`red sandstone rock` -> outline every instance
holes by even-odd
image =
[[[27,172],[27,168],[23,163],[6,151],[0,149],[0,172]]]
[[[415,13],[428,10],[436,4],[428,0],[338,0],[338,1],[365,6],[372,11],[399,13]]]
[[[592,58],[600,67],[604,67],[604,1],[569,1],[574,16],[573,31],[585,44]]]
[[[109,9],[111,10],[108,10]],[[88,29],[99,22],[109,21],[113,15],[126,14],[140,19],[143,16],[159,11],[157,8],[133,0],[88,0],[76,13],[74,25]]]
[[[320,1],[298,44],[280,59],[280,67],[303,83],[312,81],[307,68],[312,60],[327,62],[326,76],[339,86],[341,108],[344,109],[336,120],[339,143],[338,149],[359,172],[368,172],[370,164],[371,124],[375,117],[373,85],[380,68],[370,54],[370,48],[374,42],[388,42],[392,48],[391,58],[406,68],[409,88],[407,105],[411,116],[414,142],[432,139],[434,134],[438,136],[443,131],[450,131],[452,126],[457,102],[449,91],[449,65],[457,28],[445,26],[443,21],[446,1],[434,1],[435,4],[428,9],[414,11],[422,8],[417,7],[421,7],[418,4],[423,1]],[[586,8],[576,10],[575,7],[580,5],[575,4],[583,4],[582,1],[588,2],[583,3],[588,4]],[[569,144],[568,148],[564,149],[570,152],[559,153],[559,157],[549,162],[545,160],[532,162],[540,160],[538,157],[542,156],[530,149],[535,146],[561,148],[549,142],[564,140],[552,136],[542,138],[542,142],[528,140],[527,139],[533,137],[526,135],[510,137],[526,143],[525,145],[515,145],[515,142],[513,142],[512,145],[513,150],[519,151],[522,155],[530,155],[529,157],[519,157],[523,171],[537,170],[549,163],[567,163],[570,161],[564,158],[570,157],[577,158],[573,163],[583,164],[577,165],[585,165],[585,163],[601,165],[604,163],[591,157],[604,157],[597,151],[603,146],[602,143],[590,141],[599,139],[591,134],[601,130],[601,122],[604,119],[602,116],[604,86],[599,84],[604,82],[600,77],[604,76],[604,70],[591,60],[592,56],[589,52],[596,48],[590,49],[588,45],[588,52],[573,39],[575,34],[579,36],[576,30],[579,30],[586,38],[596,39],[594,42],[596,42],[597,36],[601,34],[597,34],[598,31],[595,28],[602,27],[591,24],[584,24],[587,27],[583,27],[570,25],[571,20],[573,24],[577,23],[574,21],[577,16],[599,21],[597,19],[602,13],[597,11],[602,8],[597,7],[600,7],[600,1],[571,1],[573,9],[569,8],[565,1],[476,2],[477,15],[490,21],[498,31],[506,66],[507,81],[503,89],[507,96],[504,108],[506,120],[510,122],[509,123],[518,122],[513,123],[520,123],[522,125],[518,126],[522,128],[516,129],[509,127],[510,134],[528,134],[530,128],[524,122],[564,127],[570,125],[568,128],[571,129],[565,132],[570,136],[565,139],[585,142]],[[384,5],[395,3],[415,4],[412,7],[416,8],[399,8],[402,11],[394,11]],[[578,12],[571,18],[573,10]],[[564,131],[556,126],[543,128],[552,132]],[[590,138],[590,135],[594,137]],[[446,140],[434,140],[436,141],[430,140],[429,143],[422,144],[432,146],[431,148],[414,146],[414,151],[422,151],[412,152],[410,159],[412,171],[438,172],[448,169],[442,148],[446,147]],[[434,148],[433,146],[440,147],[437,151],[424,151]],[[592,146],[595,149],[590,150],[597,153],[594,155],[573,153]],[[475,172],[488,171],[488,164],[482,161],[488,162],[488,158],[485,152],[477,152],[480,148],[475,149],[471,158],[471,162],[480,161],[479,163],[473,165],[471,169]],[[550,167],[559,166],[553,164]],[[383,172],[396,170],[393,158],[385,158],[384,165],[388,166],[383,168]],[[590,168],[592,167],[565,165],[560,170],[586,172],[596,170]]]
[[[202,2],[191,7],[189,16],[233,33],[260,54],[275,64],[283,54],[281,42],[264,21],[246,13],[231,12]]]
——
SHORT TASK: Retype all the material above precisely, with no line left out.

WRITTEN REPLY:
`red sandstone rock` -> outline every instance
holes by even-odd
image =
[[[27,172],[27,168],[23,163],[6,151],[0,149],[0,172]]]
[[[415,13],[428,10],[436,4],[428,0],[338,0],[338,1],[365,6],[372,11],[399,13]]]
[[[592,58],[600,67],[604,67],[604,1],[569,1],[574,16],[573,31],[585,44]]]
[[[109,9],[111,10],[108,10]],[[88,29],[99,22],[109,21],[113,15],[126,14],[140,19],[143,16],[159,11],[157,8],[133,0],[88,0],[76,13],[74,25]]]
[[[320,1],[298,44],[280,59],[280,67],[303,83],[312,81],[307,68],[312,60],[327,62],[326,76],[339,86],[341,108],[344,109],[336,120],[339,143],[338,149],[359,172],[368,172],[370,164],[371,124],[375,117],[373,85],[380,68],[370,54],[370,48],[374,42],[388,42],[392,48],[391,58],[406,68],[409,88],[407,105],[411,116],[414,142],[432,139],[434,134],[438,136],[443,131],[450,131],[452,126],[457,102],[449,91],[449,65],[457,28],[445,26],[443,21],[446,1],[434,1],[435,4],[428,9],[414,11],[422,8],[417,7],[421,7],[418,4],[423,1]],[[586,8],[576,10],[575,7],[580,5],[575,4],[583,4],[582,1],[588,2],[583,3],[588,4]],[[569,144],[568,148],[564,149],[570,152],[559,153],[559,157],[549,162],[545,160],[532,162],[540,160],[538,157],[542,156],[530,149],[535,146],[561,148],[549,142],[564,140],[552,136],[542,138],[542,142],[528,140],[527,139],[533,137],[526,135],[510,137],[526,143],[525,145],[515,145],[515,142],[513,142],[512,145],[513,150],[519,151],[522,155],[530,155],[529,157],[519,157],[523,171],[537,170],[549,163],[567,163],[570,161],[564,158],[570,157],[577,158],[573,163],[583,164],[577,165],[585,165],[585,163],[601,165],[604,163],[591,157],[604,157],[597,151],[603,146],[602,143],[590,141],[599,139],[591,134],[601,130],[601,122],[604,119],[602,116],[604,86],[599,84],[604,82],[600,77],[604,76],[604,70],[591,60],[592,56],[589,52],[596,48],[590,49],[588,45],[588,52],[573,39],[575,34],[579,36],[576,30],[579,30],[586,38],[596,39],[594,42],[596,42],[597,36],[601,34],[597,34],[598,31],[595,28],[602,27],[591,24],[584,24],[587,27],[583,27],[570,25],[571,20],[573,24],[577,23],[574,21],[577,16],[599,21],[597,19],[602,13],[597,11],[602,8],[597,7],[600,7],[600,1],[571,1],[573,9],[569,8],[565,1],[476,2],[477,15],[490,21],[498,31],[506,66],[507,81],[503,89],[507,96],[504,108],[506,120],[510,122],[509,123],[518,122],[513,123],[520,123],[522,125],[518,126],[522,128],[516,129],[509,127],[510,134],[528,134],[530,128],[524,122],[564,127],[570,125],[568,128],[571,129],[565,132],[570,136],[565,139],[585,142]],[[384,5],[395,3],[415,4],[412,7],[416,8],[399,8],[402,11],[394,11]],[[578,12],[571,18],[573,10]],[[564,131],[556,126],[543,128],[552,132]],[[590,138],[590,135],[594,137]],[[446,140],[434,140],[436,141],[430,140],[429,143],[422,144],[432,146],[431,148],[414,146],[414,151],[422,151],[412,152],[410,159],[412,171],[438,172],[448,169],[442,148],[446,147]],[[434,148],[433,146],[440,147],[437,151],[424,151]],[[592,146],[595,149],[590,150],[597,153],[594,155],[573,153]],[[475,172],[488,171],[488,164],[482,161],[488,162],[488,158],[485,152],[477,152],[480,148],[475,149],[471,158],[471,162],[480,161],[479,163],[473,165],[471,169]],[[550,167],[559,166],[553,164]],[[383,172],[396,170],[393,158],[385,158],[384,165],[388,166],[383,168]],[[590,168],[592,167],[565,165],[560,170],[586,172],[596,170]]]
[[[202,2],[191,7],[189,16],[233,33],[260,54],[275,64],[283,54],[281,42],[264,21],[246,13],[231,12]]]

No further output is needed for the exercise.